Write out all of the data below again, substituting "give the coordinates" for every occurrence of "report the position" and leaving everything else unchanged.
--- Data records ---
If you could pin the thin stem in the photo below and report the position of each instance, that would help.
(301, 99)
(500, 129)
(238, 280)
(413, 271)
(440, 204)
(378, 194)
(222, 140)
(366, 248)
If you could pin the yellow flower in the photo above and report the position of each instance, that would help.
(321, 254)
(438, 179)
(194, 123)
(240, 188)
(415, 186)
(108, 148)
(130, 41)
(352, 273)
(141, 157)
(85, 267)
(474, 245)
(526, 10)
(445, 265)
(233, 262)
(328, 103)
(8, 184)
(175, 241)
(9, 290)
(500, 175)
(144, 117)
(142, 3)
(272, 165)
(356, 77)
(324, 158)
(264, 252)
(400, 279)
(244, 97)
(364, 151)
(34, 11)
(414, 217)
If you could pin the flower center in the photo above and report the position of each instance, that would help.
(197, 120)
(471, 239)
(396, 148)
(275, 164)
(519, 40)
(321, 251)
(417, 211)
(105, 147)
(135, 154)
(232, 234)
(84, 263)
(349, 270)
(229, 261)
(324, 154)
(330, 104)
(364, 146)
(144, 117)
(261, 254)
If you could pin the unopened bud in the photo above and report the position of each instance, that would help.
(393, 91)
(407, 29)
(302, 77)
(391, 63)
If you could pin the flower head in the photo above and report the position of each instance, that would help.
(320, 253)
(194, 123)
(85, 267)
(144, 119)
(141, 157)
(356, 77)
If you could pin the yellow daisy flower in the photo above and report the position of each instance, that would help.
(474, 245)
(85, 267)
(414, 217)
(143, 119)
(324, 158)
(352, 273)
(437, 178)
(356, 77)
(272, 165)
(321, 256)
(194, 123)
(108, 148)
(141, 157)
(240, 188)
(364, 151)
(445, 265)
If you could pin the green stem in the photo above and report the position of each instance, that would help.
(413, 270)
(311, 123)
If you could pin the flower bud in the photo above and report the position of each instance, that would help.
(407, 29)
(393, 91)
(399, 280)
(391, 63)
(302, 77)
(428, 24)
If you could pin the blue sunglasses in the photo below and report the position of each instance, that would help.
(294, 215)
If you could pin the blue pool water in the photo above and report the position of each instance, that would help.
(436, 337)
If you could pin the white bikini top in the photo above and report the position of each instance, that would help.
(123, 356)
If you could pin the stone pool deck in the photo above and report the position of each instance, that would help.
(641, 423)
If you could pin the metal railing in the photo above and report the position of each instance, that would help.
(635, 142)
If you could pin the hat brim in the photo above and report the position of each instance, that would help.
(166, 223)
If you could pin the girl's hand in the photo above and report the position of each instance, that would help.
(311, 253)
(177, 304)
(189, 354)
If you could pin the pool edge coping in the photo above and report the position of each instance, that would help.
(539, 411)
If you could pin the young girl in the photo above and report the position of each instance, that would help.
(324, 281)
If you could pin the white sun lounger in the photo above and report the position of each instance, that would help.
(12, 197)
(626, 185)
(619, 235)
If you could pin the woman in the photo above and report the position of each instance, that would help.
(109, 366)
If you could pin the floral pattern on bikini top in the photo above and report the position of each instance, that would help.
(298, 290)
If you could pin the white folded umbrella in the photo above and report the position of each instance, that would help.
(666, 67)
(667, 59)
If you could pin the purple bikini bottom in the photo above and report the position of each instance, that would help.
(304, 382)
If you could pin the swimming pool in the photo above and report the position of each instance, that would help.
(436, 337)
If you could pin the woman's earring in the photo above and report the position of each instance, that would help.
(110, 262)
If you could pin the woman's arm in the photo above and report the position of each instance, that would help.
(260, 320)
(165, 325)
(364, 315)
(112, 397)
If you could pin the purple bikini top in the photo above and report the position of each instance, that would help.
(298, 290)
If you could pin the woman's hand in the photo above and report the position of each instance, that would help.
---
■ **Result**:
If you could pin the thin stem in the photo below and give the coordinates of each instance, that would help.
(301, 99)
(500, 129)
(238, 280)
(413, 271)
(440, 204)
(378, 194)
(222, 140)
(366, 248)
If you could pin the yellow flower in the photo above and give the coordinates of each instance, that would help.
(321, 254)
(438, 179)
(194, 123)
(240, 188)
(415, 186)
(108, 148)
(130, 41)
(352, 273)
(141, 157)
(85, 267)
(474, 245)
(526, 10)
(445, 265)
(233, 262)
(328, 103)
(8, 184)
(175, 241)
(9, 290)
(500, 175)
(144, 117)
(142, 3)
(272, 165)
(356, 77)
(324, 158)
(264, 252)
(400, 279)
(244, 97)
(364, 151)
(34, 11)
(414, 217)
If you could pin the flower center in the photo above and give the coordinates of each instance, that would help.
(197, 120)
(471, 239)
(396, 148)
(275, 164)
(519, 40)
(321, 251)
(417, 211)
(105, 147)
(135, 154)
(232, 234)
(84, 263)
(349, 270)
(229, 261)
(324, 154)
(330, 104)
(364, 146)
(144, 117)
(261, 254)
If you could pin the unopened bud in the photo above and give the coordinates of each instance, that would help.
(393, 91)
(407, 29)
(302, 77)
(391, 63)
If you could pin the flower head in the photo above and give the coordinates of each instance, that would help.
(320, 253)
(194, 123)
(85, 267)
(144, 119)
(141, 157)
(356, 77)
If you could pin the yellow daisy flower in the photo above and give the coordinates of each instance, that would help.
(474, 245)
(85, 267)
(414, 217)
(143, 119)
(324, 158)
(352, 273)
(437, 178)
(356, 77)
(272, 165)
(321, 256)
(194, 123)
(108, 148)
(141, 157)
(240, 188)
(364, 151)
(445, 265)
If you could pin the green stem in the photo above and give the coordinates of each instance, that would help.
(413, 270)
(311, 123)
If you could pin the flower bud in the photo above and give the coordinates of each instance, that would help.
(407, 29)
(393, 91)
(399, 280)
(391, 63)
(302, 77)
(428, 24)
If you could pin the blue sunglasses in the photo below and give the coordinates of each instance, that would help.
(294, 215)
If you could pin the blue pool water in the photo above and give the coordinates of each instance, that would help.
(436, 337)
If you could pin the white bikini top in the photo above and give the coordinates of each instance, that would help.
(123, 356)
If you could pin the stone pool deck in the photo above and give the coordinates of each instance, that would help.
(641, 423)
If you could pin the metal railing in the photo above and give the coordinates of each instance, that would help.
(635, 142)
If you could pin the hat brim in the photo above and give the coordinates of each instance, that would help.
(166, 223)
If you could pin the girl's hand in the photo above and give the coordinates of each instance, that would help.
(311, 253)
(177, 304)
(189, 354)
If you could pin the pool edge coping in the photo above and give the coordinates of each instance, that would help.
(539, 411)
If you could pin the young girl in the photo above and give the coordinates of each instance, that would help.
(324, 281)
If you could pin the white sun lounger in the photo above and give the coordinates of each instance, that would help.
(12, 197)
(626, 185)
(619, 235)
If you could pin the woman in the photo above and give the coordinates of each instance, that would help.
(109, 366)
If you could pin the floral pattern on bikini top in the photo above and give the coordinates of each instance, that would help.
(298, 290)
If you could pin the white folded umbrella in the photo above and give the coordinates of each instance, that would help.
(666, 67)
(667, 59)
If you could pin the purple bikini bottom in the photo above and give the coordinates of each instance, that would help.
(304, 382)
If you could pin the swimming pool in the photo above and give the coordinates of each instance, that would help.
(436, 337)
If you could pin the woman's earring in the photo above and give the coordinates of each instance, that would help.
(110, 262)
If you could pin the woman's arm in the photo above and give the coordinates of each instance, that would help.
(260, 320)
(165, 325)
(364, 315)
(112, 397)
If you could pin the purple bikini top in the photo above and give the coordinates of each instance, that would help.
(298, 290)
If you could pin the woman's hand in the photo above and give the coordinates of each instance, that would help.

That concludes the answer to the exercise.